[Records excerpted from a collection]
BEGIN
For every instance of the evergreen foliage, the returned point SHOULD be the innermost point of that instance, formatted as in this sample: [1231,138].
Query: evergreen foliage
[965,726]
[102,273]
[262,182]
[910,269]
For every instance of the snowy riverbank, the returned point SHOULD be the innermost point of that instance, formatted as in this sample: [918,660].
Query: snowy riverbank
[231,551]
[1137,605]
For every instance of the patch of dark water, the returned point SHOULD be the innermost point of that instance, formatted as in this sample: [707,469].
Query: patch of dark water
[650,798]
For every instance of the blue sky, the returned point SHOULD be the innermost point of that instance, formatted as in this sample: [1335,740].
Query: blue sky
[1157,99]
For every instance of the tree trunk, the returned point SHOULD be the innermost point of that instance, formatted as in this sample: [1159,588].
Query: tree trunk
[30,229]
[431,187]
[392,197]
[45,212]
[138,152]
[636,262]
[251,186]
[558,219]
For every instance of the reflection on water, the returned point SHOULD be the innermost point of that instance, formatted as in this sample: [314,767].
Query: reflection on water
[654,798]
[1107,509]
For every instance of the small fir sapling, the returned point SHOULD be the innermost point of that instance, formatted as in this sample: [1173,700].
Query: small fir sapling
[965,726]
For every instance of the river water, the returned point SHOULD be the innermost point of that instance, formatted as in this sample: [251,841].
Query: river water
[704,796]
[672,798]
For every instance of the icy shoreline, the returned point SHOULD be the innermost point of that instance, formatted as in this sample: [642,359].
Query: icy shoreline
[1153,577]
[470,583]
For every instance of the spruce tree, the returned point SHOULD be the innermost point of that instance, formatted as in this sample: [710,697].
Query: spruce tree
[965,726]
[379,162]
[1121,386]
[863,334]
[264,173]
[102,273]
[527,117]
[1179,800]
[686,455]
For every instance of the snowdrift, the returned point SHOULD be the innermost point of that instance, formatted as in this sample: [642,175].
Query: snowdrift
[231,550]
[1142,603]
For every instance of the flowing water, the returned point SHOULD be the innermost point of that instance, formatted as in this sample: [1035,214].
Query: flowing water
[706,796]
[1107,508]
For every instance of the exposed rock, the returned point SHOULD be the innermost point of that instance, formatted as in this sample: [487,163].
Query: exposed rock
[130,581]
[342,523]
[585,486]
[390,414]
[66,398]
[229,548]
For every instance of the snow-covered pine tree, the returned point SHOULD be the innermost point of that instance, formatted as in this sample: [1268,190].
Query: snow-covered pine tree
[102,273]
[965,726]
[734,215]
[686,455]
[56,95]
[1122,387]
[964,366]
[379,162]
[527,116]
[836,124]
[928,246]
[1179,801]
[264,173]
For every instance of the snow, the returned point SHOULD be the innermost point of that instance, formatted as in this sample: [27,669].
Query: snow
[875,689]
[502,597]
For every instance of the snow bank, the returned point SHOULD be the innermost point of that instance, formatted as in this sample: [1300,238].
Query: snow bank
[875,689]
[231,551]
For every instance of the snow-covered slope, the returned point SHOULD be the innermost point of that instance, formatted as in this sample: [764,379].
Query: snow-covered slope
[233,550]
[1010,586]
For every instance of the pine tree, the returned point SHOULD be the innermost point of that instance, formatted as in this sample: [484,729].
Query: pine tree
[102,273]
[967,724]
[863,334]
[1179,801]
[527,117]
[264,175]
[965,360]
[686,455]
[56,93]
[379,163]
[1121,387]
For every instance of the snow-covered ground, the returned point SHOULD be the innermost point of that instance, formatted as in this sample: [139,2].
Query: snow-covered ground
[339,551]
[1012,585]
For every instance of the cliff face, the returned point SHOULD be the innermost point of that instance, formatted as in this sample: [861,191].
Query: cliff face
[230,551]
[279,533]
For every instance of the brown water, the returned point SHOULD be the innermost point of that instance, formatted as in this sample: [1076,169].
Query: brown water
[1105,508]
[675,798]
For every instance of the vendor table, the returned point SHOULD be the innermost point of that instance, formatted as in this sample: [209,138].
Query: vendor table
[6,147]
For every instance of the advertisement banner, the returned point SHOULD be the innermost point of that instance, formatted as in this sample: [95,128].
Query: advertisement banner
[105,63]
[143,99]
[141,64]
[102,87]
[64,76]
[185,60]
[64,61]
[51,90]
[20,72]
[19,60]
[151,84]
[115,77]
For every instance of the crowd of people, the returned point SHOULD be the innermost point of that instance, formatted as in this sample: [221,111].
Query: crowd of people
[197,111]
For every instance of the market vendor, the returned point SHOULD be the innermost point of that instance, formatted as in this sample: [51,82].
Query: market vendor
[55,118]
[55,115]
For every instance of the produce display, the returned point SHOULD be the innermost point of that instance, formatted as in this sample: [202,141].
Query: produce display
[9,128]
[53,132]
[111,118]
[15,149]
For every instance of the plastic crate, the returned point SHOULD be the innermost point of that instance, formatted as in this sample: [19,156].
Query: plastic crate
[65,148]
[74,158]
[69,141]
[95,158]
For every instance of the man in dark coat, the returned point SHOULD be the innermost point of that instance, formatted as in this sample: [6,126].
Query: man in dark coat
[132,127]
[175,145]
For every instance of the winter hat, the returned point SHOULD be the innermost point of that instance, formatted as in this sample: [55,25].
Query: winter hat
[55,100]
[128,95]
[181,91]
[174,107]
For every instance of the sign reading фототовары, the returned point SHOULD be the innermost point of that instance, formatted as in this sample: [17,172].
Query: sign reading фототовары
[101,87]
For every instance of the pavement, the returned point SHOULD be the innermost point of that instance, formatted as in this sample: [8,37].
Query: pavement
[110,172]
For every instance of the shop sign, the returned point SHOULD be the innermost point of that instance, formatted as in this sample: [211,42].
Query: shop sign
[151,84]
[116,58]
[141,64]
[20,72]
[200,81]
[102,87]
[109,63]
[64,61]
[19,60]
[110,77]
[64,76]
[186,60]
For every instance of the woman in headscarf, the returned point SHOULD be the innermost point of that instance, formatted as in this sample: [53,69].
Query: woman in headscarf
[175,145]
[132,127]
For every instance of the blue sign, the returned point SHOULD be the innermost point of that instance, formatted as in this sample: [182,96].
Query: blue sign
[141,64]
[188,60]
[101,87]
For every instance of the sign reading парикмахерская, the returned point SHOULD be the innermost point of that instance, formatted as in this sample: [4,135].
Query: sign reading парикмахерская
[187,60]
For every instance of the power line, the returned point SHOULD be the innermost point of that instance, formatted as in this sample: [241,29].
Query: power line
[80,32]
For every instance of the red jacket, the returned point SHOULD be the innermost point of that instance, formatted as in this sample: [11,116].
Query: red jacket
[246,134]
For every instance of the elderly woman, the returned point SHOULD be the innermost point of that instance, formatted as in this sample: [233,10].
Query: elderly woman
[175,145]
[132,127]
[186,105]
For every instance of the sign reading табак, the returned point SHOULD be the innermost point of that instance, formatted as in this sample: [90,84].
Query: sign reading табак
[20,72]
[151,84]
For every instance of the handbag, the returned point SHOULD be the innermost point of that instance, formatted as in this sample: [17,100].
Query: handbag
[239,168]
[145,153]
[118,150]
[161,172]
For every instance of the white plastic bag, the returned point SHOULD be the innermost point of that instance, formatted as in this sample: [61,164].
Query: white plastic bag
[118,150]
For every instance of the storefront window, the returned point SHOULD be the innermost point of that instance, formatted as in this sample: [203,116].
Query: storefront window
END
> TASK
Reproduce the records word for word.

> RESPONSE TO THIS EXERCISE
For every instance of the evergreen foliage, the returned point SHOULD be the innermost point of that instance, formatted as in this sample: [1231,138].
Query: evergreen foliage
[965,726]
[102,273]
[262,182]
[910,269]
For every instance of the snowy riverbank, the returned point SHOULD be the innermost point of that instance, formatted as in this sample: [918,660].
Query: snowy riverbank
[231,551]
[1137,605]
For every instance of the patch of dark water, the returned point SHOULD be the innermost point of that instance, formatted as in this sample: [707,469].
Query: patch of dark water
[650,798]
For every instance of the blue sky, the returned point SHOULD be the innermost point of that instance, formatted as in this sample: [1335,740].
Query: blue sky
[1157,99]
For every instance of the tree trunk, the returned point SHOULD be the innermost point of that instance, formatted as in this sample: [1159,588].
Query: tree trunk
[30,229]
[431,187]
[392,197]
[45,212]
[138,152]
[636,262]
[251,186]
[558,219]
For every instance of the reflection on water, the returned point SHOULD be the innermost point of that instance, formatted as in this sample: [314,767].
Query: reflection on water
[654,798]
[1107,509]
For every instance of the small fir sapling, the returned point SHOULD be the innermost point of that instance, formatted as in this sample: [1173,700].
Query: small fir sapling
[965,726]
For every instance of the river water, the returned point SHOULD be the innermost point of that instance, formatted as in this sample: [251,841].
Query: river water
[704,796]
[672,798]
For every instance of the icy shoreline, the returned point SHOULD be the innermost point of that instance, formatted as in this sample: [642,359].
Query: icy shoreline
[1153,577]
[470,583]
For every instance of the spruce tree, the returned point SHOULD be the innermost point of that instance, formatted as in this sample: [710,697].
Query: spruce tree
[965,726]
[379,162]
[1121,386]
[863,334]
[264,173]
[102,273]
[527,117]
[1179,800]
[686,455]
For every instance of the snowdrift, the returned point SHOULD be the innermost point of that instance, formatted as in this sample: [642,175].
Query: snowdrift
[231,550]
[1142,603]
For every instance of the flowing water, the returned point SHOULD be the innermost point of that instance, formatted as in this sample: [1035,214].
Query: flowing water
[706,796]
[1107,508]
For every instance of the exposed rock, the returned point SHOULD be the innermost point of that instance, formatted as in this sample: [487,163].
Query: exposed rock
[130,581]
[342,523]
[585,486]
[390,414]
[66,398]
[229,548]
For every instance of the snow-covered pine tree, the returned point SHOULD be the innermost point of that instance, formatted as in this sample: [1268,190].
Query: snow-covered pine tree
[102,273]
[965,726]
[734,215]
[686,455]
[56,95]
[1122,387]
[964,366]
[379,162]
[527,116]
[836,124]
[928,246]
[1179,801]
[264,173]
For every instance of the snow, the returned point SHOULD be the innermost point of that instance, formatted as in this sample: [27,669].
Query: snow
[875,689]
[502,597]
For every instance of the snow bank, the returned point SHOULD be the innermost point of that instance, formatted as in this sample: [1300,238].
Query: snow bank
[875,689]
[231,551]
For every instance of the snow-covered slope, the returned point SHOULD be the innermost point of that instance, formatted as in this sample: [764,379].
Query: snow-covered slope
[233,550]
[1010,586]
For every instance of the pine tree, the returned point SHOULD be the innermost point of that instance, formatted as in this sample: [484,729].
Query: pine tree
[102,273]
[967,724]
[863,334]
[1179,801]
[527,117]
[264,175]
[965,360]
[686,455]
[56,93]
[379,163]
[1121,387]
For every instance of the snow-covered ground, the returned point SHOULD be the innermost point of that instance, formatted as in this sample: [139,2].
Query: snow-covered ground
[339,551]
[1012,585]
For every instance of the cliff face, the returned point SHOULD be the innermost point of that instance, formatted as in this sample: [861,191].
Query: cliff face
[230,551]
[279,533]
For every instance of the brown water, the returned point SHOULD be the innermost point of that instance, formatted as in this sample: [1076,169].
Query: brown water
[1105,508]
[675,798]
For every instance of the vendor table, the returned point SHOULD be the innermost point of that instance, formatted as in this sample: [209,138].
Query: vendor table
[6,147]
For every instance of the advertisement banner, the returned point SHOULD be the innermost point of that instance, formatted as in this sample: [95,128].
Query: advertisement banner
[105,63]
[143,99]
[141,64]
[102,87]
[64,76]
[185,60]
[64,61]
[51,90]
[20,72]
[19,60]
[151,84]
[115,77]
For every instance of the crowd of people, the returned point SHOULD be the innermost point of that instance, formatted as in this sample: [221,111].
Query: crowd of people
[197,111]
For every instance of the market vendor, the returned point SHOULD be the innermost point of that instance, formatted as in this sample: [51,82].
Query: market vendor
[55,118]
[55,115]
For every instance of the produce display, the returned point SHOULD be the innermost point of that instance, formatted as in this sample: [202,141].
Query: produce display
[9,128]
[53,132]
[111,118]
[15,149]
For every instance of the plastic crate, the returned point SHOULD be the innermost point of that instance, formatted as in this sample: [19,156].
Query: plastic crate
[65,148]
[74,158]
[69,141]
[95,158]
For every instance of the man in dark coat, the returned point SHOULD be the innermost point of that instance, formatted as in this sample: [6,126].
Query: man in dark coat
[132,127]
[175,145]
For every instance of the winter hat, the returned point SHOULD be the innermost point of that instance, formatted as in this sample: [55,25].
Query: winter hat
[55,100]
[128,95]
[181,91]
[174,107]
For every instance of the sign reading фототовары, the returned point SHOULD be the innermost point of that instance, formatted as in this sample: [17,172].
Query: sign reading фототовары
[101,87]
For every instance of the pavement, the returned point SHOULD be the innermost point of that instance, formatted as in this sample: [8,37].
Query: pavement
[110,172]
For every instance of the shop sign, the returned point SHOULD be the innermost point of that instance, formatted as in this sample: [211,42].
Query: shop sign
[151,84]
[116,58]
[141,64]
[20,72]
[200,81]
[102,87]
[109,63]
[64,61]
[19,60]
[110,77]
[64,76]
[186,60]
For every instance of the woman in headscarf, the returned point SHOULD be the innermost point of that instance, formatted as in this sample: [53,69].
Query: woman in headscarf
[175,145]
[132,127]
For every instance of the blue sign, the returned point SHOULD be the innermost point of that instance, formatted as in this sample: [182,96].
Query: blue sign
[141,64]
[188,60]
[101,87]
For every instance of the sign reading парикмахерская, the returned point SHOULD be the innermost point of that instance, formatted as in this sample: [4,135].
Query: sign reading парикмахерская
[187,60]
For every instance of the power line, the returned point SHOULD be the innermost point of that instance, formatted as in this sample: [241,29].
Query: power line
[80,32]
For every instance of the red jacket, the returned point SHOULD be the innermost point of that instance, formatted as in this sample: [11,116].
Query: red jacket
[246,134]
For every instance of the elderly woman, the returned point SHOULD be the innermost point of that instance, formatted as in this sample: [233,10].
Query: elderly woman
[175,145]
[132,127]
[186,105]
For every instance of the sign reading табак, the returned point SHOULD be the innermost point of that instance, formatted as in this sample: [90,84].
Query: sign reading табак
[20,72]
[151,84]
For every instance of the handbag, the returned point SHOULD be the innermost point of that instance, formatted as in this sample: [17,100].
Query: handbag
[239,168]
[145,153]
[118,150]
[161,172]
For every instance of the white plastic bag, the returned point SHOULD be the innermost point of that instance, formatted as in this sample: [61,164].
Query: white plastic bag
[118,150]
For every instance of the storefront window, the returned point SHOULD be the innermost point of that instance, formatted as in this sample: [203,116].
Query: storefront window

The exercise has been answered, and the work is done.